>> Start RECORDS SHOWN

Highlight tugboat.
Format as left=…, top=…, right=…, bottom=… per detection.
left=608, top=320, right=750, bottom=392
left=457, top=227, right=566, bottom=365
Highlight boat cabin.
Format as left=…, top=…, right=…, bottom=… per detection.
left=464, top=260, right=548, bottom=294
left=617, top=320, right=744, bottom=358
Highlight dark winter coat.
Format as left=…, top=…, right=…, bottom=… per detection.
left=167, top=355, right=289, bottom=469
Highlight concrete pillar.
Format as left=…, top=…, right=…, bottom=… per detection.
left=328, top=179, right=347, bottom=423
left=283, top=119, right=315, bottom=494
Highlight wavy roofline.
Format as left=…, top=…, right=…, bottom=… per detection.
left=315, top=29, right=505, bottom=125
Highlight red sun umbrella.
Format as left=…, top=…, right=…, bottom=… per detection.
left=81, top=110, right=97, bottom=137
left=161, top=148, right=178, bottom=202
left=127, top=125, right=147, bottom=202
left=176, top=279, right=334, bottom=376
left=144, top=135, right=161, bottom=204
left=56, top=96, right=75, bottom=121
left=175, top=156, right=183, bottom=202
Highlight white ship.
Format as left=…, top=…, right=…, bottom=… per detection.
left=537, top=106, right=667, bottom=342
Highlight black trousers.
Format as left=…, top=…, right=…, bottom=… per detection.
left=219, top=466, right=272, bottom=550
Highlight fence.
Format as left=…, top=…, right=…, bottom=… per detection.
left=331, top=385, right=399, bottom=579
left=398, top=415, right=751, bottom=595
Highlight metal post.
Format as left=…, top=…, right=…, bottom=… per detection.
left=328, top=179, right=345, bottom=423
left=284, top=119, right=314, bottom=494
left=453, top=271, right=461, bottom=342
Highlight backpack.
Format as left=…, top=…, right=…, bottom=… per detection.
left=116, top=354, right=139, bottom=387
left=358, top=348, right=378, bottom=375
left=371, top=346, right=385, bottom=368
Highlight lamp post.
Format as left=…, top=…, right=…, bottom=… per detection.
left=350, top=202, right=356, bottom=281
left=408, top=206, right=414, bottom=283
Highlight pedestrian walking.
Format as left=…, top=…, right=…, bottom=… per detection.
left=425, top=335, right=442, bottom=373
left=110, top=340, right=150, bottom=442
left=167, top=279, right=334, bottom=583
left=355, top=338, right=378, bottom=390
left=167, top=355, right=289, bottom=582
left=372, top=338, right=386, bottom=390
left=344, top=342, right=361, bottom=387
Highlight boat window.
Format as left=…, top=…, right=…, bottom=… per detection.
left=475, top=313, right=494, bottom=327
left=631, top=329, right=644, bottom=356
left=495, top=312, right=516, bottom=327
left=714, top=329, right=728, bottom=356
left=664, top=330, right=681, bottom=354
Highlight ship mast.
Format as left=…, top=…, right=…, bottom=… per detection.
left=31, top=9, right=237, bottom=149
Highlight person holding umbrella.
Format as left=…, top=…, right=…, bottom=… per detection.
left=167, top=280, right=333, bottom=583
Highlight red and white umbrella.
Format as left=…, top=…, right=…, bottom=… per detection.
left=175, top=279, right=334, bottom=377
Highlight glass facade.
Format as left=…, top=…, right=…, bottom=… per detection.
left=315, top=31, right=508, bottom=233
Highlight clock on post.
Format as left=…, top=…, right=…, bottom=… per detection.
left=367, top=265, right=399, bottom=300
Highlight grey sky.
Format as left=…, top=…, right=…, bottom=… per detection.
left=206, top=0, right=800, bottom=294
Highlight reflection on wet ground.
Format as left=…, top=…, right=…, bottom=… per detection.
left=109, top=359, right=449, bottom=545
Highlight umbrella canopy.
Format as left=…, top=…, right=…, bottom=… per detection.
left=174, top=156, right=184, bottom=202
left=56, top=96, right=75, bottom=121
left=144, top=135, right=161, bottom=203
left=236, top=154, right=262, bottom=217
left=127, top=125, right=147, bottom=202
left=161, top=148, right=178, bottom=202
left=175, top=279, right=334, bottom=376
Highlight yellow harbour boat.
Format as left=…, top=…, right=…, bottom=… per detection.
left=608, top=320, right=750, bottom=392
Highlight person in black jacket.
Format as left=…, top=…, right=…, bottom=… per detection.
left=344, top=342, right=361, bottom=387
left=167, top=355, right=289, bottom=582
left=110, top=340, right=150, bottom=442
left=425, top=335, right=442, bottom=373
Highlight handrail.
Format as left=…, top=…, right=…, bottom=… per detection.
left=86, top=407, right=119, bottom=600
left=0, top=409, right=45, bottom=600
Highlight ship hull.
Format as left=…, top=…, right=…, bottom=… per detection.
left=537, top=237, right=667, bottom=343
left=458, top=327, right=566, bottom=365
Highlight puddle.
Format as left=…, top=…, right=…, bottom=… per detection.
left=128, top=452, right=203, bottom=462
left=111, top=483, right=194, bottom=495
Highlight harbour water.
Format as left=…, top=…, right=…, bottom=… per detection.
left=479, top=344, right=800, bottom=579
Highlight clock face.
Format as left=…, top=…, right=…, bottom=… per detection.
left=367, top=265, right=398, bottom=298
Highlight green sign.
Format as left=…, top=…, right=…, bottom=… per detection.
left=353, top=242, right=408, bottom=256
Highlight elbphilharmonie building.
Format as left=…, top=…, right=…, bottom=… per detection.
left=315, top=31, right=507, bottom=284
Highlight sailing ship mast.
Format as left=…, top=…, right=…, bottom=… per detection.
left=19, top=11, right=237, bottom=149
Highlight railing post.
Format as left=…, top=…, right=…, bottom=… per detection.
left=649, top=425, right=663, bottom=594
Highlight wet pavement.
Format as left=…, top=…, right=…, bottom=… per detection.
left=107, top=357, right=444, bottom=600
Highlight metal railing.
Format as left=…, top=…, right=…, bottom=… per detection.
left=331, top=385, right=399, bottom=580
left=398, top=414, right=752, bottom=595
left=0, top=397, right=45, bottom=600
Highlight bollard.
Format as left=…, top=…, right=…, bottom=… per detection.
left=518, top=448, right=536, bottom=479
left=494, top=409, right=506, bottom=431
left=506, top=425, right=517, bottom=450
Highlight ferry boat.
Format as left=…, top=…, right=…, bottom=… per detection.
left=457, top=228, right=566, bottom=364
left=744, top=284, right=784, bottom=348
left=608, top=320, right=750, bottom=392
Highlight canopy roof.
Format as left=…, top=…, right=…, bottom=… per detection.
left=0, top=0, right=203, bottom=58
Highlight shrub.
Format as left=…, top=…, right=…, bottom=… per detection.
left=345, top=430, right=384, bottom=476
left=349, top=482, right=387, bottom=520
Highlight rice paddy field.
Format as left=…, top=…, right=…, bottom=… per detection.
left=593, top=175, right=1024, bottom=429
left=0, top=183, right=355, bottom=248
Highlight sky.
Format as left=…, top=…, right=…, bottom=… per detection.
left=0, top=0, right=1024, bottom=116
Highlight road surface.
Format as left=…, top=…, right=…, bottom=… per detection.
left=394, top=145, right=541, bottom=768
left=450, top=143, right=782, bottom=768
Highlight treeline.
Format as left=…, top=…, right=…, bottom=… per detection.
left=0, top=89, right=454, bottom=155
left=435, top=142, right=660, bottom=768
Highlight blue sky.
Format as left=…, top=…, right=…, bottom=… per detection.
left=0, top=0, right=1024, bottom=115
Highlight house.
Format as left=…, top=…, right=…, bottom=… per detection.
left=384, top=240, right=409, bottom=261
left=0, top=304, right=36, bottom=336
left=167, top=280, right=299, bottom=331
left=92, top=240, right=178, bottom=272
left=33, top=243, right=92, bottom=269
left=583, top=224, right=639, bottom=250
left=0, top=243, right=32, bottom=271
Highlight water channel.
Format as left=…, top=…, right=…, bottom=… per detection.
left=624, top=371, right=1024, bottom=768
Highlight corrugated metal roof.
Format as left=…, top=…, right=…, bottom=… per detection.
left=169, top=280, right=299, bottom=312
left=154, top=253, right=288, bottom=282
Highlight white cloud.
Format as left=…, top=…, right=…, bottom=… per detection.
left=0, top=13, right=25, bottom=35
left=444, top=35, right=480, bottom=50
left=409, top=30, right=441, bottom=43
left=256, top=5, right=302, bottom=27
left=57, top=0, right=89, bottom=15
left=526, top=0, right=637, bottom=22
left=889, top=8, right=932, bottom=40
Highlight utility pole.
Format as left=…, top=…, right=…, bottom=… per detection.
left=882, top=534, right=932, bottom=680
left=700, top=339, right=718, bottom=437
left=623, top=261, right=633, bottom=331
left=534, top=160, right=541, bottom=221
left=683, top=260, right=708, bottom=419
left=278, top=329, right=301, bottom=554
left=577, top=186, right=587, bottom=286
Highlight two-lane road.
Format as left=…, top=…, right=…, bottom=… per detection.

>> End RECORDS SHOWN

-- WRITTEN PROBLEM --
Rewrite the items from the line with "Highlight puddle." to the line with "left=0, top=183, right=355, bottom=248" as a two-column CSV with the header input,output and one row per item. Put each item's text under input and its answer under output, each as one quoted field with line breaks replaced by spaces.

-- COMPLETE OUTPUT --
input,output
"Highlight puddle. Format as left=…, top=…, right=…, bottom=… per detection.","left=128, top=452, right=203, bottom=462 left=111, top=483, right=194, bottom=495"
"Highlight harbour water. Format as left=…, top=…, right=…, bottom=… per detection.","left=479, top=344, right=800, bottom=579"
"Highlight clock face. Format as left=…, top=…, right=…, bottom=… per detection.","left=367, top=265, right=398, bottom=298"
"Highlight green sign. Format as left=…, top=…, right=…, bottom=… per detection.","left=353, top=242, right=408, bottom=256"
"Highlight elbphilharmonie building. Format as left=…, top=…, right=…, bottom=… per detection.","left=315, top=31, right=507, bottom=284"
"Highlight sailing ship mast. Format as left=…, top=…, right=…, bottom=… per detection.","left=19, top=11, right=237, bottom=149"
"Highlight railing post. Format as left=…, top=…, right=…, bottom=… per detection.","left=649, top=425, right=663, bottom=594"
"Highlight wet pavement. Format as left=…, top=…, right=…, bottom=… per detection.","left=107, top=357, right=444, bottom=600"
"Highlight metal railing. Format as left=…, top=…, right=…, bottom=… per detection.","left=331, top=385, right=399, bottom=580 left=398, top=414, right=752, bottom=595 left=0, top=397, right=45, bottom=600"
"Highlight bollard. Format as left=…, top=…, right=…, bottom=… per detection.","left=518, top=448, right=536, bottom=479 left=494, top=409, right=506, bottom=431 left=506, top=425, right=517, bottom=450"
"Highlight ferry boat. Format as left=…, top=…, right=…, bottom=… per detection.","left=457, top=228, right=566, bottom=364 left=744, top=284, right=784, bottom=348 left=608, top=320, right=750, bottom=392"
"Highlight canopy roof. Format as left=…, top=…, right=…, bottom=… per detection.","left=0, top=0, right=203, bottom=58"
"Highlight shrub. Format as left=…, top=…, right=…, bottom=… per detection.","left=345, top=430, right=384, bottom=476 left=349, top=482, right=387, bottom=520"
"Highlight rice paddy field. Format as left=…, top=…, right=…, bottom=… per detection.","left=593, top=175, right=1024, bottom=429 left=0, top=183, right=355, bottom=248"